Vercel AI SDK path (TypeScript)
- Patterns p1–p7 orchestrate & compose Live · in the room
- RAG r1–r2 ground it in your data Live · in the room
- Full-Stack the agent behind a UI Live · in the room
- MCP tools from a server Self-serve · take-home
- Resilience errors as data Self-serve · take-home
- Output Guardrails redact on the way out Self-serve · take-home
Build a trip-planner agent, TripMate, with the Vercel AI SDK in a 90-minute block.
It runs locally on Ollama, so you need no API key to start. If you have a Google Gemini key, swap to that instead.
You need no prior AI SDK experience. The challenges build on each other, so each one adds a single idea to the one before it.
First five minutes
Section titled “First five minutes”cd vercel-ai-sdknpm installollama pull granite4.1:3b(the default local model; skip if you’ll use Gemini)npm run verify: don’t go further until you see every check passnpm run f1: your first agent call
What you’re building
Section titled “What you’re building”By the end you have built that agent, streamed it, given it tools from a server you did not write, put it behind a web UI, and made it survive a tool failure.
How it runs
Section titled “How it runs”You pick a provider by editing one line in shared/model.ts:
Ollama is the default and needs no API key.
For Gemini, set GOOGLE_GENERATIVE_AI_API_KEY in your environment and swap the line.
Already have a key for another provider (OpenAI, Anthropic, Mistral, …)? Install its
AI SDK package (e.g. npm install @ai-sdk/openai) and assign model the same way; the
providers list has them all.
One edit moves every challenge onto your provider.
Every challenge from f2 on is traced. The best way to read a run is autotel-devtools, a local browser trace viewer. Start it in one terminal, then run challenges in another:
Open http://127.0.0.1:4445 and you get the run as a tree of spans you can click into: the model, the prompt and response, the timings, and the token usage.
The same spans also print to your console as a tree, so a run is readable even with no
viewer open. This is autotel (debug: "pretty" for the console, devtools: true for
the browser), wired in through instrument.ts. The Python path does the same through
logfire, so a run looks the same whichever language you are in.
Running the challenges
Section titled “Running the challenges”Start with npm run f1, which runs the first challenge once and prints the
result.
For an interactive runner, run npm run dev to get a menu, pick a challenge, and
it watches that file and re-runs on every save. If you already know which one you want,
npm run dev -- p1 skips the menu and watches p1 directly.
Challenges
Section titled “Challenges”A common Foundations trunk, then the tracks you choose between. Everyone does Foundations, then picks one track for the room session (Patterns, RAG, or Full-Stack). The others are take-home. Jump straight to a track if you already know the basics.
The workshop ends with a 20-minute discussion
(see DISCUSSION.md): wherever you got to, the closing questions are
the same — was working with the model what you expected, what surprised you, what did
you learn. You can stop after Foundations and still contribute fully.
# # #
Assigned task 1 =>
According to the workshop page, why can you begin building the agent without an API key? Answer in one to three sentences.
Assigned task 2 =>
Retype the workshop page from "For an interactive" to "know the basics.".
None of the records are needed here.

(Stored data)
# # #
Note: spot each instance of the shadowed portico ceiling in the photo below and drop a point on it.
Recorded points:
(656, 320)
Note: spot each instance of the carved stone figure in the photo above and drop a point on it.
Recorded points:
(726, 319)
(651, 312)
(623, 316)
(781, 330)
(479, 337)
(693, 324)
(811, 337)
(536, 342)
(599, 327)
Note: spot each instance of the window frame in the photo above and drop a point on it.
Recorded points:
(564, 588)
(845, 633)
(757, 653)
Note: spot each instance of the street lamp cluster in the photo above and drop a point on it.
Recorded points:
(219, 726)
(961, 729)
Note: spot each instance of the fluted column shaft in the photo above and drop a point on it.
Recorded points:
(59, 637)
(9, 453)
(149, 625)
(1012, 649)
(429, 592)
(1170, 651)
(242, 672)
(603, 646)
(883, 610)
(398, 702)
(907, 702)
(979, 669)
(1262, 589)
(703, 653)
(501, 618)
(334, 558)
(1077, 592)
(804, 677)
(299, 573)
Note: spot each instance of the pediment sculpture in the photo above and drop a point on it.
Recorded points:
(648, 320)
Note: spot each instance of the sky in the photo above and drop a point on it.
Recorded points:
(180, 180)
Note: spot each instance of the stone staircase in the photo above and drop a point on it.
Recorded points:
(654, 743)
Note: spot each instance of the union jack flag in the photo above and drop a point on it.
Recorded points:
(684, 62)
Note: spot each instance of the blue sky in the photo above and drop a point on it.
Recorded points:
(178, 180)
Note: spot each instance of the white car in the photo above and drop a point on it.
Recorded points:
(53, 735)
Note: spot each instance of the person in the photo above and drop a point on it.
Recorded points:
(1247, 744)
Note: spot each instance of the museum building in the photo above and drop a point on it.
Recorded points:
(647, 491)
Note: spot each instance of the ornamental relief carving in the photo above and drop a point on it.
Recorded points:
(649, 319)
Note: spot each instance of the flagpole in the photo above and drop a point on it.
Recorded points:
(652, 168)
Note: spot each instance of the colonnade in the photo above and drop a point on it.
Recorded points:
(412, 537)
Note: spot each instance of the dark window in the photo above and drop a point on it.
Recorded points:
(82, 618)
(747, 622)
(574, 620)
# # #
Expected output 1 =>
The agent runs locally on Ollama, which is the default provider and needs no API key. A Google Gemini key is only needed if you choose to swap to Gemini.

Expected output 2 =>
For an interactive runner, run npm run dev to get a menu, pick a challenge, and
it watches that file and re-runs on every save. If you already know which one you want,
npm run dev -- p1 skips the menu and watches p1 directly.
Challenges
Section titled “Challenges”A common Foundations trunk, then the tracks you choose between. Everyone does Foundations, then picks one track for the room session (Patterns, RAG, or Full-Stack). The others are take-home. Jump straight to a track if you already know the basics.